> The task
The line containing "Keypoint placement for each instance of the dense" marks where to begin; quote it and every line after it through the end of the data, exactly as written.

--- START Given data ---

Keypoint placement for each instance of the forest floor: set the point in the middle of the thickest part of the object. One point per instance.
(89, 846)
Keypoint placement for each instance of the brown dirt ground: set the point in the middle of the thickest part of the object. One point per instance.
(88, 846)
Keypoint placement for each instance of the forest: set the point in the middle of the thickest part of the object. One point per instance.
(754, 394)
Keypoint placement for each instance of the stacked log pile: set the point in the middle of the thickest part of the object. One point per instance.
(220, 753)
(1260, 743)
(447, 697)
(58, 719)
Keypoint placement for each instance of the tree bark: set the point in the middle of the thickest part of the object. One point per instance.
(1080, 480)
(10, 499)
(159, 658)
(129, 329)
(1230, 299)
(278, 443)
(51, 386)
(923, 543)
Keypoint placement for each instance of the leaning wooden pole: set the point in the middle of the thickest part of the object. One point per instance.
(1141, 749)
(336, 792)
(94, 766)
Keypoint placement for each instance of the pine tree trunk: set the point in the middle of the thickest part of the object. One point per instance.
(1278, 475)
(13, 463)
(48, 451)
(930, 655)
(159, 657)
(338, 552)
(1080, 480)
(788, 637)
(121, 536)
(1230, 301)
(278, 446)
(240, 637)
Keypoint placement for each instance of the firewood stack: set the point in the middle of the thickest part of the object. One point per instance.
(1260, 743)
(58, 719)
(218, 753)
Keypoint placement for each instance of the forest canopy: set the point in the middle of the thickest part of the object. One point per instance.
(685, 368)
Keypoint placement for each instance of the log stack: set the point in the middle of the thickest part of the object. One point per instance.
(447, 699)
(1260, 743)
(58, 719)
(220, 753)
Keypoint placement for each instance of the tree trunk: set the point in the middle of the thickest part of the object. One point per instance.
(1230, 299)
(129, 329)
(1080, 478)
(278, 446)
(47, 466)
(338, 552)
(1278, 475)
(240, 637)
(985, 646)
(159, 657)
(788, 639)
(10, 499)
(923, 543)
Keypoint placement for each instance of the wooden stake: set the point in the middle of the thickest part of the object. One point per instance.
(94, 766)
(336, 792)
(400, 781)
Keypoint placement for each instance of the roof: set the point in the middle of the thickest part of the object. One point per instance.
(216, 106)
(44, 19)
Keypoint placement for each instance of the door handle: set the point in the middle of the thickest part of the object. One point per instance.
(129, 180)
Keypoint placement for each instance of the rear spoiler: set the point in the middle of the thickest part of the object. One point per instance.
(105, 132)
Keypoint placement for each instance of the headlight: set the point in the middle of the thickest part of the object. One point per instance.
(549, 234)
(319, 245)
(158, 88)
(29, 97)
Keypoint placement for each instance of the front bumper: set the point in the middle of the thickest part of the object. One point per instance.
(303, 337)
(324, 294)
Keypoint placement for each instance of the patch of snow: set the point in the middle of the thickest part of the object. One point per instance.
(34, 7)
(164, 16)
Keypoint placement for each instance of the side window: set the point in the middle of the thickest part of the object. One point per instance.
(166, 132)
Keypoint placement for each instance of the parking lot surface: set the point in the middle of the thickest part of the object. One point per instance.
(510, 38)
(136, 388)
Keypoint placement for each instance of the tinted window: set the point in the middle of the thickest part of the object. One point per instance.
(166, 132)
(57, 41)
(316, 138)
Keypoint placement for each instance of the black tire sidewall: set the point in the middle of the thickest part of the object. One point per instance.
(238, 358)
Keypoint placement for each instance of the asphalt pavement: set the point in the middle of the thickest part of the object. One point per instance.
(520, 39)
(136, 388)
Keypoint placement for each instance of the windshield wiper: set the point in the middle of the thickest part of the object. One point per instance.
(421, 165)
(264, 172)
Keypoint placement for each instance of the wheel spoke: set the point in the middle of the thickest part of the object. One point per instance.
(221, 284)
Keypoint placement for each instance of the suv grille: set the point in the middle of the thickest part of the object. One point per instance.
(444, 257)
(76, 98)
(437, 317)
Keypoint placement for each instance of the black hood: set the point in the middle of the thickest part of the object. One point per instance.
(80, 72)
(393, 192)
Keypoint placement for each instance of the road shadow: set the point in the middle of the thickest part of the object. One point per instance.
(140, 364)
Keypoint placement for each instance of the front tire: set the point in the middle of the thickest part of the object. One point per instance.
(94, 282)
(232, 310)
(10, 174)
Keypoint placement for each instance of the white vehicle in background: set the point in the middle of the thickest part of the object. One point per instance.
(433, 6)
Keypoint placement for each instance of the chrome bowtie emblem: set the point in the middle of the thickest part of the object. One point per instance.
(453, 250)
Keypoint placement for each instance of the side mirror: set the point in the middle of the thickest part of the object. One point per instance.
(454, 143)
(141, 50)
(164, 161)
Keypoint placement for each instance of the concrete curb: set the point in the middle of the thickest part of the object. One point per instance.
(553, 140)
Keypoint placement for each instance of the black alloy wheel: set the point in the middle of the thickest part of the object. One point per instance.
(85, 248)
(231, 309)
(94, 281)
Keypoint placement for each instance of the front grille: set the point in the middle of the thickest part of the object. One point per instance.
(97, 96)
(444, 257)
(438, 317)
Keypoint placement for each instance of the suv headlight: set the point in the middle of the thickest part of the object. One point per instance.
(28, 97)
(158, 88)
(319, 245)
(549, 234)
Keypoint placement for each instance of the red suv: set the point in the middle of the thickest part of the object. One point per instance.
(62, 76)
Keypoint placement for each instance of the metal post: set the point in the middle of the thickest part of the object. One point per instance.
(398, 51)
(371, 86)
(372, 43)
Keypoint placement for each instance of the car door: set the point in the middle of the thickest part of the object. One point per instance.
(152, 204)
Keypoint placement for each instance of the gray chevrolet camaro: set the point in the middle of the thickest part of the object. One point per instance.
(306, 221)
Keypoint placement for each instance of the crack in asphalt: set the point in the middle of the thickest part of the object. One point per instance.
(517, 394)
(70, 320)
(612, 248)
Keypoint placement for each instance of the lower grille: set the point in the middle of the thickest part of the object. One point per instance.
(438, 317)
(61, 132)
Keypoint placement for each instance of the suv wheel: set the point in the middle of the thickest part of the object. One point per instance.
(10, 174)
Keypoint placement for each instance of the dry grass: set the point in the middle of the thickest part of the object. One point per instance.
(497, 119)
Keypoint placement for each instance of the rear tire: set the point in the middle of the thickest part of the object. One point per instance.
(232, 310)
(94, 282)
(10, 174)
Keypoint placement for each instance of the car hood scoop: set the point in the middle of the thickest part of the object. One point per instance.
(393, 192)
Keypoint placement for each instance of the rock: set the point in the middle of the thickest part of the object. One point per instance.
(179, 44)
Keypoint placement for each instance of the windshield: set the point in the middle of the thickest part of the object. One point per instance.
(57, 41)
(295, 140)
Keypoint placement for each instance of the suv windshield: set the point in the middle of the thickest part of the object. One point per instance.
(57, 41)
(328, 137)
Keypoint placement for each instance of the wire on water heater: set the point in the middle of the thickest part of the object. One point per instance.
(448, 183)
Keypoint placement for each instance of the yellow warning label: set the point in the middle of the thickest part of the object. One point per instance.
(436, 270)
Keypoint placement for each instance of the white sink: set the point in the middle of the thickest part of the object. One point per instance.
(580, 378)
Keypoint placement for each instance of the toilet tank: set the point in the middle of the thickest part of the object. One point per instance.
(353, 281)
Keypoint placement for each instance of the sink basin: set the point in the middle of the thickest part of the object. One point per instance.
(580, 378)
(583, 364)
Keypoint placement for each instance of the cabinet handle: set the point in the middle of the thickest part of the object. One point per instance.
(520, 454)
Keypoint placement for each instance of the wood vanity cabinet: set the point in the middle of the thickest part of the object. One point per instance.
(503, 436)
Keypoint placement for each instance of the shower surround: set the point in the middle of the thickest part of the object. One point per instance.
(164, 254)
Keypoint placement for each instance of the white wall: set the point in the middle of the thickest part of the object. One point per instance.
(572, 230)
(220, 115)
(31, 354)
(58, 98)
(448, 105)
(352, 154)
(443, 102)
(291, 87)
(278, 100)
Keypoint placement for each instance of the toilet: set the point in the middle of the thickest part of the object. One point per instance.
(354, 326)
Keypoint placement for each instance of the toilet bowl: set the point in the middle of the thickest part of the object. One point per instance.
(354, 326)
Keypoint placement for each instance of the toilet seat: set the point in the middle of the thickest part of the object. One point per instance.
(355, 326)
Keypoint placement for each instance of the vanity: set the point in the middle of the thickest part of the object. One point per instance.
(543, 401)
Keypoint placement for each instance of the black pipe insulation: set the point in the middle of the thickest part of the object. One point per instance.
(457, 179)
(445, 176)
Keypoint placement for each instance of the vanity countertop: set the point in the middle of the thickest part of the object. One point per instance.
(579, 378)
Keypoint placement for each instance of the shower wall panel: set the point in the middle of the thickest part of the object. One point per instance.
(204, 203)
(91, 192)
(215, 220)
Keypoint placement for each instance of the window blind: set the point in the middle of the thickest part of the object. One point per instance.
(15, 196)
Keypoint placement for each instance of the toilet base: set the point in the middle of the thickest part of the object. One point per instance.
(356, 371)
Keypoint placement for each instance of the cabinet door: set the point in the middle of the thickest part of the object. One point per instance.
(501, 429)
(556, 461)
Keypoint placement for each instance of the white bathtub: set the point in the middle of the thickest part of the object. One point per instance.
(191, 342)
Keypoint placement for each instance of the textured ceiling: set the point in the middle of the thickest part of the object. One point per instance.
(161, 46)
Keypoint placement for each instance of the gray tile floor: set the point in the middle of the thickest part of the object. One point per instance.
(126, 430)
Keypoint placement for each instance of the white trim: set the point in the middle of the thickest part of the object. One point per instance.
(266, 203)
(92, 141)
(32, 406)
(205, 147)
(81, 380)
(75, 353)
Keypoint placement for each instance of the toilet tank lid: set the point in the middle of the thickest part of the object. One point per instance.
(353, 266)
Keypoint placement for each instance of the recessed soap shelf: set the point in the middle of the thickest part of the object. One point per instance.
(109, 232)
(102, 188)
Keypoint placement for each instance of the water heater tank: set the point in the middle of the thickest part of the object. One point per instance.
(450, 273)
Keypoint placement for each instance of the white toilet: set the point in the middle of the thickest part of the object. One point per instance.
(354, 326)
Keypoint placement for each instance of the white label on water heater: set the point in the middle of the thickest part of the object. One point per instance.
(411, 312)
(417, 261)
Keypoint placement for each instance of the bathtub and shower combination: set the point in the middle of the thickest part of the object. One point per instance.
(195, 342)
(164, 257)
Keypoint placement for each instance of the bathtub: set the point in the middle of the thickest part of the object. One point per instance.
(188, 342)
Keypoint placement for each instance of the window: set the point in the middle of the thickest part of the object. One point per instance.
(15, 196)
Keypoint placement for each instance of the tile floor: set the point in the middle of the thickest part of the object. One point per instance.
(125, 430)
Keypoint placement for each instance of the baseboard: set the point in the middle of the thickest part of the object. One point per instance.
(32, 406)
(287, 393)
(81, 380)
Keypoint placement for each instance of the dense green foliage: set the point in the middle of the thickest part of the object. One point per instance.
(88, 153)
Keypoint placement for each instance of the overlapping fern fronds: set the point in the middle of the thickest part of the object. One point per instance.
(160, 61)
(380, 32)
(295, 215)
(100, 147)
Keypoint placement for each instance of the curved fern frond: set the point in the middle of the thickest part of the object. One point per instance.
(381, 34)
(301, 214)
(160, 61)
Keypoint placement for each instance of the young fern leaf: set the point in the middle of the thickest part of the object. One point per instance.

--- END Given data ---

> Solution for this task
Keypoint placement for each instance of the dense green foliage: set the point in the middle of the thickest part of the object. One point per instance.
(88, 153)
Keypoint placement for each instance of the overlapping fern fronds: set the point in the middle of the thickest part of the object. One point per instance.
(160, 61)
(380, 32)
(295, 215)
(100, 147)
Keypoint placement for each instance of the curved fern frond: set the point in the middle of the thickest part of the object. One point per instance.
(381, 34)
(301, 214)
(160, 61)
Keypoint placement for each instance of the young fern leaf: set the point in the middle of the thickest part of the object. One point per instance.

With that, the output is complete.